■ **STATED TASK 1**
In the article on financing the SDGs in developing countries, why did Rogers Dhliwayo say that Tanzania needed to address financial challenges, integration, implementation mechanisms, data monitoring, participation, and accountability? Answer in one to three sentences.
■ **STATED TASK 2**
Carry on the article about financing the SDGs in developing countries, starting after its final sentence.

■ **TEXT PASSAGE**
───

Tall order for developing world to achieve SDGs

30Jan 2016
Our Reporter
The Guardian
Tall order for developing world to achieve SDGs
  • Over $3 trn needed per year to finance goals

DEVELOPING countries including Tanzania will need at least between $3.3trn and $4.5trn annually to finance basic infrastructure, food security, climate change mitigation and adaptation, health and education.

Young Ambassadors of SDGs

This was revealed in a report by the Intergovernmental Committee of Experts on Sustainable Development Financing (ICESDF) which was launched in Dar es Salaam yesterday at a breakfast debate on Mainstreaming Sustainable Development Goals (SDGs) in Tanzania, organized by Policy Forum (PF).
The report said achieving SDGs in all countries requires additional global investments in the range of $5trn and $7trn annually until 2030, the timeframe for SDGs implementation.
Commenting on the report, an Economic Adviser with the United Nation Development Programme (UNDP), Rogers Dhliwayo, said Tanzania therefore needed to address financial challenges, integration, implementation mechanism, data monitoring, participation and accountability in order to achieve the SDGs.

───

Portion of a data file:
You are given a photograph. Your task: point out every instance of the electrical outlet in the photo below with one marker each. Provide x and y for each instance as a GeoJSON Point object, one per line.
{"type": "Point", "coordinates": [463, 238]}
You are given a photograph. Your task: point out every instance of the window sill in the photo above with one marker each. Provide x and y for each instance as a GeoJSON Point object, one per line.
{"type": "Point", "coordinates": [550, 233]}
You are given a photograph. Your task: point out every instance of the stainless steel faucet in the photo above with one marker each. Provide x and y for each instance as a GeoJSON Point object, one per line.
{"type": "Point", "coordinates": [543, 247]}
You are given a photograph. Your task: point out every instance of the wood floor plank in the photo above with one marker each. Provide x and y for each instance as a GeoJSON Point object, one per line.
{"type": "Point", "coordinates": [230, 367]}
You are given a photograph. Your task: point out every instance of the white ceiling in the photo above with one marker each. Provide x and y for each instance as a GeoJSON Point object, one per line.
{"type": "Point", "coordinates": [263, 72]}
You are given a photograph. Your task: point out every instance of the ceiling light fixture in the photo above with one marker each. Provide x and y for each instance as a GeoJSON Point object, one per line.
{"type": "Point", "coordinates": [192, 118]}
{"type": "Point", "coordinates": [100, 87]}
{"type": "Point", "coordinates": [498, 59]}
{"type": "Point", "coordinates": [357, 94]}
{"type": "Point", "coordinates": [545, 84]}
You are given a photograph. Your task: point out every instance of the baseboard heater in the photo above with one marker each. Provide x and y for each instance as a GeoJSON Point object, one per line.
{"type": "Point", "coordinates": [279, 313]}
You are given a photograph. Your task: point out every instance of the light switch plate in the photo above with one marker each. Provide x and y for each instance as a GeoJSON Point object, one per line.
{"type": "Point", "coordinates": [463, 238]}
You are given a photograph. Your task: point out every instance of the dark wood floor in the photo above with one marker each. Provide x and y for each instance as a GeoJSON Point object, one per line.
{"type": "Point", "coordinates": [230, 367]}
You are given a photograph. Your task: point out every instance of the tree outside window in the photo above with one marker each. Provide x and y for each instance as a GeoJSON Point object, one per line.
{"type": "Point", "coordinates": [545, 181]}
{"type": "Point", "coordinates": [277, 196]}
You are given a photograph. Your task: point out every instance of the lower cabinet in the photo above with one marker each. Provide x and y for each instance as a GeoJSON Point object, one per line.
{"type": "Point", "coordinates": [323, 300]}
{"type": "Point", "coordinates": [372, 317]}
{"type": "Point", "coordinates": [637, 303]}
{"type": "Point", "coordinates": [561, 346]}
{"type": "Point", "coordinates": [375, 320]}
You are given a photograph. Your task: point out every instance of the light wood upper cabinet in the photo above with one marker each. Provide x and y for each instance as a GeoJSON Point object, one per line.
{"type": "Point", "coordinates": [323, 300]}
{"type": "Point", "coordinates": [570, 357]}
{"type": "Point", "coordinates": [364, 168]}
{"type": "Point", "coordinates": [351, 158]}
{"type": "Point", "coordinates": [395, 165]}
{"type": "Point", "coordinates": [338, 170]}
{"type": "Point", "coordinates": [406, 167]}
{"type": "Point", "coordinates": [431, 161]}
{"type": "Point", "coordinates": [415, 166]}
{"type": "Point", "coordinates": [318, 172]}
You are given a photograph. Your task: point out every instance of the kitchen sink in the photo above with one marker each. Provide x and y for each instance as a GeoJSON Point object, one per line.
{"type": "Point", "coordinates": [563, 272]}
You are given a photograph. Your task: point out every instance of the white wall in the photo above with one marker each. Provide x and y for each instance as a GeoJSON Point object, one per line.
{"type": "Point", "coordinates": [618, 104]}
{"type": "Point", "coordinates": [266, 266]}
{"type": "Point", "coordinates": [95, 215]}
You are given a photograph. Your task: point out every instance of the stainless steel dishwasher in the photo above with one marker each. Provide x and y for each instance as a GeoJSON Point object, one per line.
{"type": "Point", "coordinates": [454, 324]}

───

■ **RIGHT ANSWER 1**
He drew that conclusion from the ICESDF report. It found that developing countries, Tanzania among them, will need at least $3.3trn to $4.5trn a year for basic infrastructure, food security, climate change mitigation and adaptation, health, and education. It also found that achieving the SDGs in all countries will require additional global investments of $5trn to $7trn a year until 2030.

■ **RIGHT ANSWER 2**
World leaders adopted 17 SDGs at the United Nations Sustainable Development Summit last year which included fighting to end poverty, inequality and injustice, and to tackle climate change.
Dhliwayo explained that finance from internal resources was the key component to successfully delivering the SDG targets.
“Achieving SDGs in all countries requires additional global investments in the range of $5trn and $7trn annually. Developing countries will need between $3.3trn and $4.5trn annually to finance various infrastructures,” the report said.
It mentioned such infrastructure as roads, rail and ports, power stations, water and sanitation.
Dhliwayo stated that although aid would still be important to advance such goals, domestic resources and mobilization, role of Foreign Domestic Investment (FDI), South-to-South Cooperation and remittances and illicit capital flows would be key in implementing the 17 SDGs.
He added that since the key element in the SDGs implementation was domestic resource, the countries would have to run instead of walking.
The advisor wanted everyone to be on board to implement the SDGs and for countries to have strengthened accountability and a legitimacy process.
However, in comparison with Millennium Development Goals (MDGs), the SDGs have a much wider scope beyond predominantly social goals of MDGs, incorporating more fully the aspect of economic and environmental sustainability, aspiration for peaceful and inclusive societies.
The UNDP economic advisor added that in SDGs a more ambitious agenda was to eliminate rather than to reduce poverty, with more demanding targets in health and education quality. He added that SDGs applied to all countries and all the people.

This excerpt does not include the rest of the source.